▶ _Problem details_
Quote the records in full and leave their pictures out.

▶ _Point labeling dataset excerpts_

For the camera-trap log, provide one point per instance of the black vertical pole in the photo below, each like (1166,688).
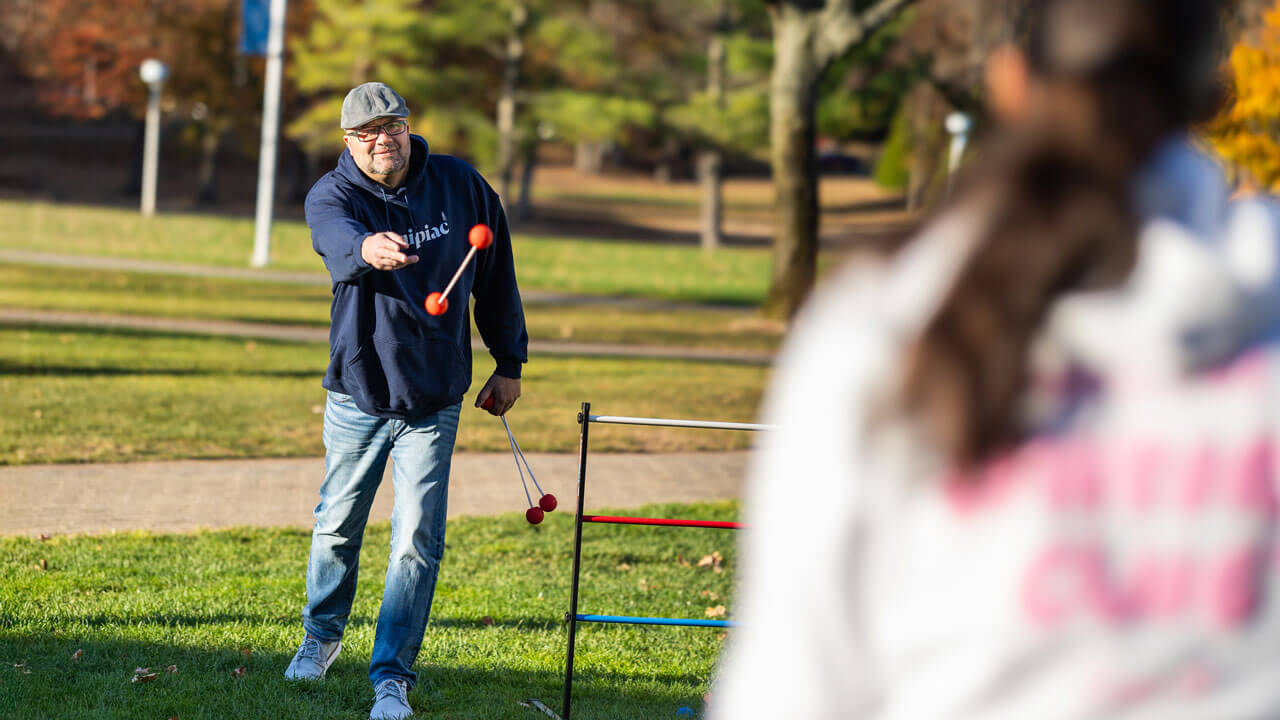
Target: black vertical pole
(584,419)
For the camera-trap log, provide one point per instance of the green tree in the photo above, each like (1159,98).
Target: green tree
(808,37)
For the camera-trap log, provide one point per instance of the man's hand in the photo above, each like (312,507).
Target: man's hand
(387,251)
(503,391)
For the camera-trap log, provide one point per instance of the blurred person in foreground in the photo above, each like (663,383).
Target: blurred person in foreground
(1027,468)
(391,223)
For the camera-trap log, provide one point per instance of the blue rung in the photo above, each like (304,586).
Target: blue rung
(630,620)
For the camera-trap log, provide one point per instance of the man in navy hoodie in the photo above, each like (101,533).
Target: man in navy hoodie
(392,223)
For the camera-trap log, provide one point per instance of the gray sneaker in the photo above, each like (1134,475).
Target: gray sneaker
(391,701)
(312,659)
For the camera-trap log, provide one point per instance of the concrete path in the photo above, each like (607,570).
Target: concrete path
(190,495)
(310,333)
(320,278)
(178,496)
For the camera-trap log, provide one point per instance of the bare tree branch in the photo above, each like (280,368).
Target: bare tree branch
(840,26)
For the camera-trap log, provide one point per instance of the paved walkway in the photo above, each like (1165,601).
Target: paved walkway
(188,495)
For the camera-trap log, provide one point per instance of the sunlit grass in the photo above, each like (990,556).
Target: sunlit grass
(71,395)
(595,267)
(30,286)
(80,615)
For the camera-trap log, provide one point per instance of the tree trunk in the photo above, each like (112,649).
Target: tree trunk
(512,59)
(529,160)
(711,160)
(210,139)
(808,36)
(589,156)
(711,173)
(792,130)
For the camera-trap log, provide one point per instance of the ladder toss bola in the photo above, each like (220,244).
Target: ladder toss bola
(480,237)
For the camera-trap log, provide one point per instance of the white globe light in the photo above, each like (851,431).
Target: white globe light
(959,123)
(152,71)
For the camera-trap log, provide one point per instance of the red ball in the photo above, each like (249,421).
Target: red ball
(480,236)
(437,304)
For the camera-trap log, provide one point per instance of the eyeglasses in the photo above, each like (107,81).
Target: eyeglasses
(365,135)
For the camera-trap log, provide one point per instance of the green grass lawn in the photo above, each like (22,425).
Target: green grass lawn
(731,274)
(80,614)
(261,301)
(72,395)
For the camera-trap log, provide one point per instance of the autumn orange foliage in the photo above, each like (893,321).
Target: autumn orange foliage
(1248,132)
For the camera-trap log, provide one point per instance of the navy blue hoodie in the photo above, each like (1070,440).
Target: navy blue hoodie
(384,350)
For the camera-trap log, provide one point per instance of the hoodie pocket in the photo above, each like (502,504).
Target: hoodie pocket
(410,376)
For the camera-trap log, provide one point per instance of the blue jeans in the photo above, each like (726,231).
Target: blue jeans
(356,451)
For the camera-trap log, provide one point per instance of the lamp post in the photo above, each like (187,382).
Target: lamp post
(154,73)
(270,136)
(959,126)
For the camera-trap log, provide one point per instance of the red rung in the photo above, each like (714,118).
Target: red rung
(618,520)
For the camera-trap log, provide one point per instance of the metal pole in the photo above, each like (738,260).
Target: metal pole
(958,124)
(270,133)
(584,418)
(151,150)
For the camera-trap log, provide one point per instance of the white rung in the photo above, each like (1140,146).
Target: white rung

▶ _Final result_
For the camera-trap log, provide one point per instance of the black vertical pole in the photo below, each like (1166,688).
Target: black vertical pole
(584,419)
For the camera-trap log, provide one point per instance of the green tree in the photo above, each like (1159,98).
Target: green tree
(808,37)
For the camera-trap log, provide one point per instance of the man's hand in the photo above, each like (312,507).
Target: man's hand
(387,251)
(503,391)
For the camera-trap log, provide one point per instance of the blurred person in foreground in the photo above, each like (663,383).
Target: blurred person in foreground
(1027,468)
(391,223)
For the camera-trap log, provide one point per instance of the blue rung in the photo above, each like (304,586).
Target: blue rung
(630,620)
For the camera-trap log, provide one point per instance of the man in navy hoodie in the photo above, each like (101,533).
Target: man in navy hoodie
(392,223)
For the camera-trap log, provide one point per instance of the gray sneaker in the photo above, each like (1134,475).
Target: gray sneaker
(391,701)
(312,659)
For the camera-trap log, provide one point per instance of the concrete path in the photo above, each like (607,570).
Target: concrete path
(190,495)
(310,333)
(320,278)
(178,496)
For the camera-trap log, provide one point per instance of the bare tree branch in the photo above, each like (280,368).
Target: bare tree branch
(840,26)
For the camera-trap log, provide one point per instance of the paved walkway in the photo above, each like (1165,601).
Target: paved walkway
(188,495)
For the camera-trap log, provide one point per instance of the sunlit grass in the photo above, each like (990,556).
Target: sunlit grass
(71,395)
(595,267)
(30,286)
(80,615)
For the camera-trap log, provide one point per instance of the tree trunk in the photo above, each like (112,649).
Target: tree trunk
(512,59)
(529,160)
(711,160)
(210,139)
(808,36)
(589,156)
(711,173)
(792,130)
For the camera-trap log, provide one point per instance of the ladder toss bola in the photo above, each like (220,244).
Target: ladder toss bola
(480,237)
For the camera-trap log, provide one point per instance of the white globe light in the photo above, each like (851,431).
Target: white globe light
(959,123)
(152,71)
For the camera-trap log, provide one point per instance of the red ball in the photo above, each like (249,421).
Target: red ball
(480,236)
(437,304)
For the camera-trap log, provide one point per instance of the eyeglasses in the photo above, each like (107,81).
Target: eyeglasses
(365,135)
For the camera-trap log, provide one point per instance of the green grass lawn in the photo above, each like (22,425).
Target: green grass lawn
(731,274)
(80,614)
(261,301)
(72,395)
For the camera-trap log, provide one point per instance of the autumn orange foliage in the photo above, each like (893,321).
Target: autumn orange foliage
(1248,132)
For the camera-trap log, provide one point per instance of the navy blue hoodie in the photo above, each like (1070,440).
Target: navy blue hoodie
(384,350)
For the camera-trap log, provide one point per instance of the hoodie pocket in the photo above, each like (502,504).
Target: hoodie pocket
(410,376)
For the camera-trap log, provide one point per instance of the blue jeans in the photo above, each like (726,231).
Target: blue jeans
(356,451)
For the camera-trap log, provide one point per instance of the lamp post in the photo above, each like (187,382).
Target: lamp post
(154,73)
(270,136)
(959,126)
For the camera-trap log, provide one point per instance of the red rung in the photo above, each like (714,118).
Target: red rung
(618,520)
For the camera-trap log, provide one point per instance of the metal pole in the photo above, each like (738,260).
Target: metal pole
(958,124)
(270,133)
(584,418)
(151,150)
For the camera-trap log, provide one point per instance of the white rung in the photo above, each like (1140,146).
Target: white rung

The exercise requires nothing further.